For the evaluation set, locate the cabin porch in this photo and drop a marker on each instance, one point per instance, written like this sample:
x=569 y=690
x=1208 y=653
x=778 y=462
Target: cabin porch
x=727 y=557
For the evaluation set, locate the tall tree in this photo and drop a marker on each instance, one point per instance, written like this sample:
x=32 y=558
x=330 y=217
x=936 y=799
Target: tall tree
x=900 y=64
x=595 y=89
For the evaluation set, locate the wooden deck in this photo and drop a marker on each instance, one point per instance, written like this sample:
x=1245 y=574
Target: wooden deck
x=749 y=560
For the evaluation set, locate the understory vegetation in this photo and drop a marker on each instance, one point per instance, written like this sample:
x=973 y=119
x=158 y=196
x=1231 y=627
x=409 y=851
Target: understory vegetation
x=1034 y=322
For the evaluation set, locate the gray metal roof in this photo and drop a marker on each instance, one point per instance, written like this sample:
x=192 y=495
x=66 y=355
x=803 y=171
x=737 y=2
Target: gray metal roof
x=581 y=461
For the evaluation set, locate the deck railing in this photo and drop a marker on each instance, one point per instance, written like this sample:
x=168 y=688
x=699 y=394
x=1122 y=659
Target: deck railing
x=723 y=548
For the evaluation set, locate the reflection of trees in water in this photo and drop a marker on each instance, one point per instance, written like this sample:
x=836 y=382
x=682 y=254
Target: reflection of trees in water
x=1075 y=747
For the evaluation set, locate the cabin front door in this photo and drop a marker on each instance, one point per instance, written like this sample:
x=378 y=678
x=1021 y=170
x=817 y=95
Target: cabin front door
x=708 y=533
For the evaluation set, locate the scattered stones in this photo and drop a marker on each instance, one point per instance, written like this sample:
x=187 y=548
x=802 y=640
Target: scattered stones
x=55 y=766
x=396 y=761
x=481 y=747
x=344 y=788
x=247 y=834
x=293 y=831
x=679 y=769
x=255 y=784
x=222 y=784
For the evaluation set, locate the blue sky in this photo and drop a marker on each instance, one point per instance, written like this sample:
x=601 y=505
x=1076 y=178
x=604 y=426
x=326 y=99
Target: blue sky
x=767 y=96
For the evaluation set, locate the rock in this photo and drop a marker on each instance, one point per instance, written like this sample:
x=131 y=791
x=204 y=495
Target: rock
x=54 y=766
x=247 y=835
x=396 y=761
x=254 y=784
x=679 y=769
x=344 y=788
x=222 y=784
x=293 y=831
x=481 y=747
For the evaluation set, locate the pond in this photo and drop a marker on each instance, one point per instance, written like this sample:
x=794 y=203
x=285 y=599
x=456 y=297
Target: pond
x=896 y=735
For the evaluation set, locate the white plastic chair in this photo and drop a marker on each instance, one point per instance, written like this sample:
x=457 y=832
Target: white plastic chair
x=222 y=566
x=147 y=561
--
### Your objective
Recast the items from the line containing "For the evaluation set, locate the rock" through the end of the items as a Markdown table with columns Number and Entry, giving each line its own numbered row and leaving out blank lines.

### Written reply
| Number | Entry |
|---|---|
| 1 | For the evaluation set, locate the rock in this photo and drop a marker on each instance, one point per instance, written like this sample: |
| 2 | x=131 y=791 |
| 3 | x=204 y=495 |
| 4 | Target: rock |
| 5 | x=54 y=766 |
| 6 | x=247 y=835 |
| 7 | x=396 y=761 |
| 8 | x=254 y=784 |
| 9 | x=679 y=769 |
| 10 | x=344 y=788 |
| 11 | x=222 y=784 |
| 12 | x=293 y=831 |
| 13 | x=481 y=747 |
| 14 | For the evaluation set, locate the pond in this photo and drop a marker on each instance, one point per instance, written like this sample: |
| 15 | x=794 y=203 |
| 16 | x=285 y=599 |
| 17 | x=456 y=297 |
| 18 | Target: pond |
| 19 | x=896 y=735 |
| 20 | For the evaluation set, locate the white plastic chair in this photo and drop a marker on each instance, one point per instance, written like this sample: |
| 21 | x=457 y=832 |
| 22 | Target: white plastic chair |
| 23 | x=222 y=566 |
| 24 | x=147 y=561 |